▶ [Records for this exercise]:
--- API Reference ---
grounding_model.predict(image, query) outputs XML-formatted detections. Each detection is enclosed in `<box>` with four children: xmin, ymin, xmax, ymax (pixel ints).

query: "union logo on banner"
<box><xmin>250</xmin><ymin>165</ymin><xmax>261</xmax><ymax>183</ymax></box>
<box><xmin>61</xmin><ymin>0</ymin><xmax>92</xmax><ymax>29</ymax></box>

▶ [What is asked]: Write out every one of the rows above again, reproducing each line character for character.

▶ [Response]:
--- API Reference ---
grounding_model.predict(image, query) outputs XML-formatted detections. Each detection is enclosed in `<box>` with four children: xmin, ymin, xmax, ymax (pixel ints).

query: "union logo on banner"
<box><xmin>250</xmin><ymin>165</ymin><xmax>261</xmax><ymax>183</ymax></box>
<box><xmin>61</xmin><ymin>0</ymin><xmax>92</xmax><ymax>29</ymax></box>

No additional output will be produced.